▶ _Source document_:
◆ ◆ ◆ ◆ ◆ ◆ ◆

On a beautiful sunny day, a young woman looks out the window of a moving vehicle to blue skies, green trees, and a paved road. Having just said goodbye to the only home she's ever known, the woman looks longingly at the spectacular view and wonders if she made the right decision to join her husband in a new foreign land. She hoped with all her might that this new place will foster a wealth of opportunity that her current home cannot—especially for her children. As she gazes out the window, her hands are full with luggage in one hand and a small child in the other.
When she arrives at her new destination, her husband excitedly awaits. He came to the city first, to establish a job and home for their young family. Upon their reunion, the husband and wife passionately embrace and he gives his daughter an affectionate kiss on the forehead; he then leads her to the car and they drive onwards to their new life.
Once they arrive at their new home and open the door, she gets a whiff of something that surprisingly smells exactly like the place she has just left behind. As she enters the dining room, she sees a piping hot pot of her favorite dish at the center of the table, set for two: a dinner plate in the center with a fork to the left and a spoon to the right. Her husband made this dish as a reminder that her home, heritage, and the place they met is always only one meal away: as long as they keep these connections close to their hearts, they will belong there forever.
The woman in this story is my grandmother Paula. She moved from the town of Catanduanes in the Bicol province to Manila in the late 1940s with her husband—my grandfather—Jose. At the time, Bicol was a very rural and underdeveloped area—impoverished by the world war—with no electricity or running water, and bahay kubos made by the people of the community. Having grown up in a family of eight siblings, Paula knew hardship and poverty. That is why when her brother Francisco, the eldest of the family, first moved to Manila and convinced Paula to move there for better opportunities, she was immediately on board. Several years after marrying Jose and having their first child, Nellie, she packed her bags and moved to the nation’s capital, unsure of what the future will hold but hopeful that a better life lay ahead.
Adjusting to life from the countryside to the busy city was tough for the duo. They had to switch from their native dialect of Bicol to the one spoken in the city—Tagalog. Furthermore, they had to adjust to paved roads, crowded streets, endless noise, and unfamiliar food. For example, in their homeland, they were accustomed to the abundance of alimasag (crab) and everything prepared ginitaang (stewed in fresh coconut milk). In stark contrast, coconut milk in Manila came from a can and crab had to be replaced with vegetables and fish because it was too expensive in the land-locked city.
Nonetheless they trekked on, eventually buying a house, opening a sari-sari store in their front patio, and raising eight children. Paula was a dressmaker and alterer, managed the store, and took care of the children while Jose worked at a local restaurant. They continued to cook delicious Bicolano food, provide a good childhood and happy memories for their kids, and—most importantly—were able to support everyone through college.

◆ ◆ ◆ ◆ ◆ ◆ ◆

▶ _Shape boundary entries_:
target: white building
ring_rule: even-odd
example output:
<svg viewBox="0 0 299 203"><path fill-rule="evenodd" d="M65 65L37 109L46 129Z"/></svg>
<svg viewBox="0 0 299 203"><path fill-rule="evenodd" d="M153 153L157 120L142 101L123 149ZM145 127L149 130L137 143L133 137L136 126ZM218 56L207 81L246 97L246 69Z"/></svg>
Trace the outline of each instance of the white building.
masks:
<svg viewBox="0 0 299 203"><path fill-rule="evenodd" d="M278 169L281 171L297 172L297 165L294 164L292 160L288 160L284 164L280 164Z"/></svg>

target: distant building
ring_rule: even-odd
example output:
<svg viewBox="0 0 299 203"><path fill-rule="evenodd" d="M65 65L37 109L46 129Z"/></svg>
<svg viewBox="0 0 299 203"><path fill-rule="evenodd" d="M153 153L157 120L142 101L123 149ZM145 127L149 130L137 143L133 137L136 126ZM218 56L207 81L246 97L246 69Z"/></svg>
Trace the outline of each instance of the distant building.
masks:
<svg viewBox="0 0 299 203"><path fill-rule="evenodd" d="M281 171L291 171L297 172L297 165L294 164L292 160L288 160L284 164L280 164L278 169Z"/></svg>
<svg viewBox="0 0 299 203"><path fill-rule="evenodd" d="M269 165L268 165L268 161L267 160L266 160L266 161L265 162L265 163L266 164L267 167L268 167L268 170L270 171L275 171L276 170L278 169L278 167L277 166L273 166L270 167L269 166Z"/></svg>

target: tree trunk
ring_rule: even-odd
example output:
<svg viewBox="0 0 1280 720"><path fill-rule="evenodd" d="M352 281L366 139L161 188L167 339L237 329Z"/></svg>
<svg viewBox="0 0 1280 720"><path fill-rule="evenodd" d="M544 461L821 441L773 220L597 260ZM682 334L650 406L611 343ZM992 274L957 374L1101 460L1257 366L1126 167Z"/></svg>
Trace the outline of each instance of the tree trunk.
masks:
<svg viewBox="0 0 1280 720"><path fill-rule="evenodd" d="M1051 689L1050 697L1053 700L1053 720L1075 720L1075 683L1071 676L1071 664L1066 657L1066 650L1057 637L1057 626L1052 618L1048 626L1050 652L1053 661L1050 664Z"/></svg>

◆ ◆ ◆ ◆ ◆ ◆ ◆

▶ _What to work on_:
1. Answer these questions about the family story of Paula's move from Bicol to Manila:
(a) On which sides of the dinner plate were the fork and the spoon set?
(b) Which language did Paula and Jose switch to in the city?
(c) Where did Jose work?
2. Pick up the story of Paula and Jose's move from Bicol to Manila after its last sentence and keep writing.

▶ _Per-task answers_:
1.
(a) The fork was on the left and the spoon on the right.
(b) Tagalog.
(c) At a local restaurant.

2.
As life continued in the big city, they would occasionally go back to their homeland in Catanduanes and visit family, eat fresh ginitaang alimasag, and enjoy the beautiful countryside. They continued to speak Bicol at home and to their children (though their children could only understand but not speak it), and learned to speak Tagalog fluently. Through their endless support and perseverance, all their children eventually got married, had their own families, and created their own journeys. Paula would eventually have 27 grandchildren who would also pave their own paths—even one who was so inspired by her lola's journey that she would document the story for the world to read.
The woman in this story is also my aunt Linda. She moved from the Philippines to the United States in the 1970s with her husband—my uncle—Pete in order to provide a better life for their children. Although they had stable lives in the Philippines, Lyn and Pete both came from a history of hardship and many siblings. They yearned for much more for their two daughters.
Pete was the first in his family to move to the U.S. At the recommendation of his best friend, Rey, Pete acquired a work visa as an accountant, packed his bags, and got on an airplane set to land in Washington, DC—unsure of what the future would hold but hopeful that a better life lay ahead. He adjusted to his job and found a home where his young family could settle. Lyn followed a year later with luggage in one hand and her two-year-old daughter in the other.
Similar to her mother’s, Lyn’s move was incredibly tough and culturally shocking. She continued to speak her native tongue to her daughters (who could only understand but not speak Tagalog). And although Lyn knew how to speak English, she had to adjust to American English—which had lots of slang and goes 100 miles per hour compared to what she was used to. With incredible homesickness and constantly missing her siblings and parents, Lyn visited her homeland a handful of times over the years and occasionally met newborn nephews and nieces, myself included.
She didn’t know at the time, but Lyn’s daringness to do what her mother did thirty years prior paved such an incredible path for all her family members. Several years after living in the U.S., Lyn petitioned her mom for a permanent residency visa, who then eventually petitioned all seven of her other children—Lyn’s brothers and sisters. Because of various rules and blockades of the US immigration system, it took 20 years for all seven to arrive. Each sibling had their own unique journey to obtain their visas and bring their own families; but ultimately, created limitless opportunity for their children—Lyn’s nephews and nieces, and Paula’s grandkids.
As mothers and role models, Paula and Lyn had equally monumental challenges when they decided to leave a familiar environment and culture to explore a completely foreign one. Because of these two brave women, my aunts, uncles, cousins and I were able to foster successful careers and higher education, own homes, build families, and travel all over the world. Specifically, they inspired me to write about my heritage and document their journeys.
This story is multi-generational for my family: my grandmother and mother were immigrants—as am I. We immigrated in the late 20th century, while many Chinese and Japanese families immigrated in the early 20th century, and many European families immigrated in the 18th-19th centuries. The pattern continues today as even more families from all over the world continue to immigrate—especially those in our neighboring countries.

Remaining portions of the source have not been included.